▶ What the exercise asks
Skip every picture, and output exactly the lines starting at the one with "mode = per-instance" and running through the last line of the material below.
====== Data for analysis
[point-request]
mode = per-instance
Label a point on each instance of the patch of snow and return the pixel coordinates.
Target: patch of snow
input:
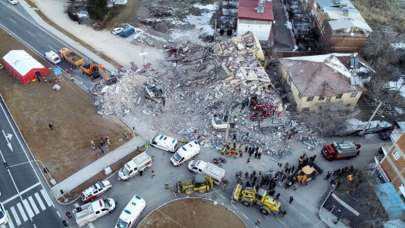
(397, 86)
(201, 25)
(398, 45)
============
▶ Answer box
mode = per-instance
Label a point on each instance of the patch of snow and return the pixel coordinates.
Target: patch of snow
input:
(397, 86)
(201, 25)
(398, 45)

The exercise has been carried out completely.